А ведь это здоровенный мужик. Войну прошёл, а курицу убить не может. Любит жену, знать, что так потерялся. Не дошло, что после родов (девятого родила!) Катерине надо было полежать немного, а она – домой и на ферму, а там – для приработка – согласилась подменить одну лентяйку. Надорвалась. А почему? Потому что очень мало заработка колхоз даёт. Муж на каком-то подхвате работает, меньше её получает. Должен рыбу ловить, чтоб концы с концами сводить. – Ну плохо колхозная жизнь устроена! Плохо! Что ж это такое, что нужно, как белка в колесе крутиться, чтоб выживать…

Или он, Африканович, сам виноват? – Для него проблема – не потерять накладную, когда он везёт товар в сельский магазин. Перепил с Мишкой-то. Поменялись штанами по пьяни. Накладная оказалась у Мишки. Заблудился (не поверил лошади). Потом та сама ушла домой, а эти двое заснули абы где. Перевернула телегу. Испортились два самовара. Пришлось за них заплатить. С чего он перепил? Плохо устроен отроду? Удержу не имеет? Или это менталитет такой? Или какая-то бесперспективность жизни подспудно давит? Это жизнь: плодитесь-размножайтесь? Или он такой же дурак, как управляемая им лошадь, которую он дурой философски верно называет – за бесперспективность. А перспектива – чья ответственность: его самого или общества? Что если общества? А оно к 1967-му году как-то совсем явно забуксовало, раз аж Хрущёва пришлось свергать в 1964-м и дальше что-то всё равно не тае… как стали зерно закупать заграницей, так и пошло.

Исходные записи:

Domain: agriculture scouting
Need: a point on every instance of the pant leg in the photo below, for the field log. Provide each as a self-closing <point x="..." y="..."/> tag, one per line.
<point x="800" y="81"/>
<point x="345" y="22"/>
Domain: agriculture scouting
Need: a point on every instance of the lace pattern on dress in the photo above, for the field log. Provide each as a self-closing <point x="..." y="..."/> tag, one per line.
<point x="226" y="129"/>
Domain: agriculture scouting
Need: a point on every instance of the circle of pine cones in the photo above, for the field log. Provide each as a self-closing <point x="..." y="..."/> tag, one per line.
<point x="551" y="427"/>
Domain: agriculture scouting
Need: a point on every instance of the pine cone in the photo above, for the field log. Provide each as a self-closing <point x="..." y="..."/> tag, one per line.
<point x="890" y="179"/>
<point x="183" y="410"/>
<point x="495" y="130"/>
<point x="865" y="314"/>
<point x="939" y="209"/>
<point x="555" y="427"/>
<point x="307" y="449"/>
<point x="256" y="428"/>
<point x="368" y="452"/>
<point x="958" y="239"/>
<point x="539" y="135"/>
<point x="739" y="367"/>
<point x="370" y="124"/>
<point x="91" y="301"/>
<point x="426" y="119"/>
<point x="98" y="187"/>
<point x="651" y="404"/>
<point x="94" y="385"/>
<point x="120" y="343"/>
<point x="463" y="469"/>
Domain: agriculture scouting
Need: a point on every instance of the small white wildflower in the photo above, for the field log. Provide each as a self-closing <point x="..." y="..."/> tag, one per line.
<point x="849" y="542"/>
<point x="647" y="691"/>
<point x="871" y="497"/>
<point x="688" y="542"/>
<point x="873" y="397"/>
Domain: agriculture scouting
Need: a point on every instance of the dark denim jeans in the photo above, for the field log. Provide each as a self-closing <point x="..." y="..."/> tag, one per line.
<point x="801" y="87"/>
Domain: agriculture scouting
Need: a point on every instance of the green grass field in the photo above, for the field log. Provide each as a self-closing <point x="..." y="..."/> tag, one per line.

Короткое задание 1:
В каком году, согласно отрывку о колхозной жизни, пришлось свергать Хрущёва?
Короткое задание 2:
Перечислите все строки записей, в которых встречается слово "above".

Ожидаемый ответ 1:
В 1964 году.

Ожидаемый ответ 2:
Need: a point on every instance of the lace pattern on dress in the photo above, for the field log. Provide each as a self-closing <point x="..." y="..."/> tag, one per line.
Need: a point on every instance of the circle of pine cones in the photo above, for the field log. Provide each as a self-closing <point x="..." y="..."/> tag, one per line.
Need: a point on every instance of the pine cone in the photo above, for the field log. Provide each as a self-closing <point x="..." y="..."/> tag, one per line.
Need: a point on every instance of the small white wildflower in the photo above, for the field log. Provide each as a self-closing <point x="..." y="..."/> tag, one per line.
Need: a point on every instance of the dark denim jeans in the photo above, for the field log. Provide each as a self-closing <point x="..." y="..."/> tag, one per line.
Need: a point on every instance of the green grass field in the photo above, for the field log. Provide each as a self-closing <point x="..." y="..."/> tag, one per line.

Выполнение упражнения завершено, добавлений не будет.